===== Исходный документ
На Всероссийской неделе детской книги, которая длится с 24 по 30 марта, в Курган приехала детский писатель из Челябинска Елена Сыч. Корреспонденту 45.RU посчастливилось задать ей вопросы о творчестве, педагогике и жизни.
— Выступая на сцене, вы так легко и хорошо ладите с детской аудиторией! Насколько важно детям вживую пообщаться с писателем, а не только через его произведения, книги?
— Спасибо за вопрос. Поскольку у меня 40 лет педагогического стажа, то, наверное, это каким-то образом накладывает отпечаток. Мне на самом деле очень приятно выходить на аудиторию, я это очень и очень люблю. И когда я вижу, как радостно воспринимают дети мое появление и как мы общаемся с ними, то понимаю, что эта встреча, которая проводилась мной, запомнится деткам надолго. Ради этого и стоит приходить.
Контакт устанавливается как-то сам собой. Пока этот контакт есть, я буду выходить на детские аудитории. Хочу сразу же сказать, что мне всегда интересно встречаться и со взрослыми слушателями, потому что, несмотря на то что они уже далеко не дети, они тоже впадают в какое-то такое состояние, очень близкое к детству. Это радует.
— Где вы работали педагогом?
— Я начинала как воспитатель детского сада, затем преподавала студентам русский язык и литературу. Уже давно нахожусь на пенсии. Это тоже, кстати, повод для радости, потому что появилось много свободного времени, когда можно сочинять.
— На пенсии уже сколько времени?
— Почти 10 лет.
— Это самый плодотворный период вашей жизни?
— Я думаю, да, потому что встречи мы проводим очень и очень часто. Фактически как на работу хожу каждый день, и в самые разные аудитории. Это школы, детские библиотеки, самые разные учреждения, которые так или иначе связаны с детьми.
==========
**Что сделать**
1. Замените в перечне «pointer» на «marker» и приведите всё от строки со словами «Identify the dark» до строки со словами «x=530 y=250» включительно, больше ничего не меняя и не включая изображения.
2. Продолжите интервью с детской писательницей Еленой Сыч после его последней реплики.
Интервью и перечень взяты из разных, не связанных между собой источников.
===== Выдержка из данных
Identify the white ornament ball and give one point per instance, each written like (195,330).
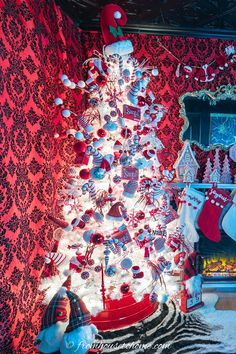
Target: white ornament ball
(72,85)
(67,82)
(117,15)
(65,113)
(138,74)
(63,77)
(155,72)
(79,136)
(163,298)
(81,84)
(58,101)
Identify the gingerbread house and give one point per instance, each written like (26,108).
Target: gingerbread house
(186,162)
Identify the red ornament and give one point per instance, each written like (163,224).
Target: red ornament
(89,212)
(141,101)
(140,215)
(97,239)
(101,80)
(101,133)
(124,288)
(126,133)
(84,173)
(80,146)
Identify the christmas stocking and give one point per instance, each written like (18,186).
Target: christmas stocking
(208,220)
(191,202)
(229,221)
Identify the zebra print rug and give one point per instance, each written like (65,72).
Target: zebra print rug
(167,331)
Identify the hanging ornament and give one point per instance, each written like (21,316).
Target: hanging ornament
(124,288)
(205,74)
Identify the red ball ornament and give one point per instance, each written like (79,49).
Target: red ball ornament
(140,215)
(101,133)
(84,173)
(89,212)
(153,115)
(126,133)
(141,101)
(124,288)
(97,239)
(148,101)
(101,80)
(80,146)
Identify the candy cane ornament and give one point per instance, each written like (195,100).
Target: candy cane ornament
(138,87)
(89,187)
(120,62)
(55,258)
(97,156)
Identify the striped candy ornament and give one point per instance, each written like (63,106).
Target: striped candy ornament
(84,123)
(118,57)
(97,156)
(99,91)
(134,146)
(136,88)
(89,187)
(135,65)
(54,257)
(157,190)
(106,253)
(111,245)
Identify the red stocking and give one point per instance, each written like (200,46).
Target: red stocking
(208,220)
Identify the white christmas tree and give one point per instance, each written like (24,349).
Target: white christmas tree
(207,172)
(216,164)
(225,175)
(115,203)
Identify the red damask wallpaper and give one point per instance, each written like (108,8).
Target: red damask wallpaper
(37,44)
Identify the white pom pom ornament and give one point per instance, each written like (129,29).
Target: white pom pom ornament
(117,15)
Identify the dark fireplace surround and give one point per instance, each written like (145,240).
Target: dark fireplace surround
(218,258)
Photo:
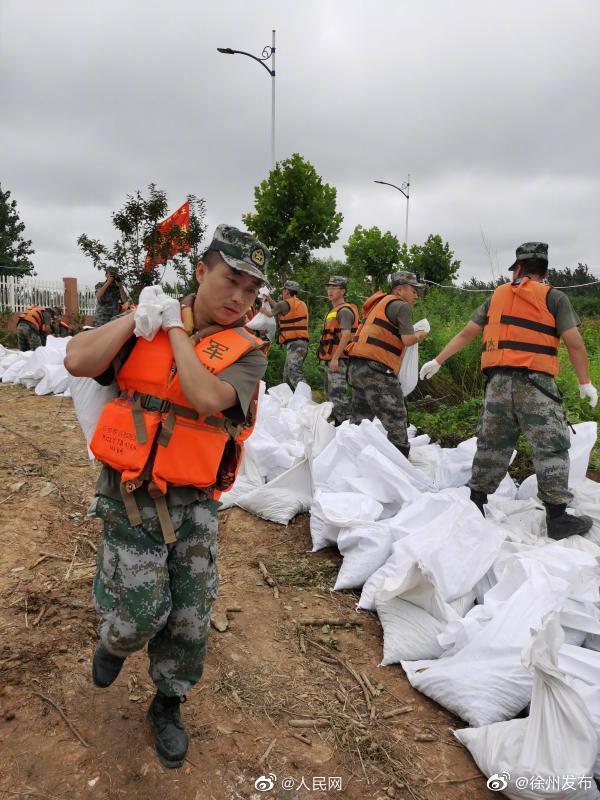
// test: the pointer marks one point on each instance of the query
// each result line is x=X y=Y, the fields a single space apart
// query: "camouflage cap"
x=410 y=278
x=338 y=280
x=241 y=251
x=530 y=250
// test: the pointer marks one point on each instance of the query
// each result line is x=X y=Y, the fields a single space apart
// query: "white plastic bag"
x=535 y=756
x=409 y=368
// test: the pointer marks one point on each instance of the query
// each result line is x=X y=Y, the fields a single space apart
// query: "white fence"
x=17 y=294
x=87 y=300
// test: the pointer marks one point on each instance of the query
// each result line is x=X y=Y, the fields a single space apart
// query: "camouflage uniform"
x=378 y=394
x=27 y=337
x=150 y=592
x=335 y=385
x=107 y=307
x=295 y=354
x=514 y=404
==========
**Ответы**
1.
Identify the dark fireplace surround and give one point per instance, each written like (145,240).
Target: dark fireplace surround
(218,258)
Photo:
// test: the marker marks one point on each instance of the query
// each result line is x=X y=Y, the fields a single space apart
// query: "camouflage cap"
x=410 y=278
x=338 y=280
x=241 y=251
x=530 y=250

2.
— Какой ваш любимый детский возраст?
— Третий класс. Третьеклассники, пожалуй, для меня самые-самые интересные слушатели, потому что они уже умеют задавать вопросы, уже умеют анализировать, знают много стихотворений наизусть, легко идут на контакт. Вроде бы они уже и взрослые, нельзя их назвать детьми в полном смысле этого слова, как дошколят, но в то же время это открытые люди. Они, может быть, даже считают себя взрослыми, но на самом деле им еще расти и расти. И дай бог, чтобы это чувство детства оставалось в них как можно дольше.
— Ваши произведения, получается, больше рассчитаны именно на эту аудиторию, на третьеклассников?
— Нет, я пишу для себя, исключительно для себя. У меня есть и взрослые вещи. В 2021 году был издан роман в городе Казани. У меня есть стихотворения для женской аудитории, лирические произведения. А всё остальное я отношу к детской поэзии условно, потому что, как ни странно, среди произведений, адресованных детям, есть философского направления, есть басни, если говорить о жанрах, есть у меня сказки и рассказы.
Мне всё интересно. Я никогда не задумывалась над тем, что вот это будет для аудитории третьеклассников, а это вот — для первого класса. Это всё очень условно. Я пишу для себя, для того ребенка, который внутри меня находится. А что получается, то получается.
— И для внуков?
— Да, и для внуков. И бесконечно радует: что-то, что ты придумываешь, кому-то еще нравится. Это приносит такое несказанное удовольствие, потому что одно дело — писать в стол, а другое дело — когда у тебя есть читатель, потенциальный читатель, ну и есть какое-то имя.
— А сколько лет вашей внучке?
— Моей внучке 2 апреля будет 10 лет. Она учится в третьем классе, и ей кажется, что все бабушки пишут книжки. Да, она относится к этому так легко и просто. Я очень благодарна ей за это, потому что детское восприятие — самое чистое, самое-самое правильное.
— Считает, что все бабушки пишут книжки… Но блинчики-то вы тоже печете?
— Конечно, она так активно мне в этом помогает! Я только смотрю, чтобы она не обожгла ручки. И пирожки, и тортики, и печенье. Вот она первая помощница. Я вообще очень рада, что у меня есть внучка. Потому что у меня два сына и внук. Внучка — это совершенно другая планета, другой человек, другие представления о мире. У нас многое совпадает с ней.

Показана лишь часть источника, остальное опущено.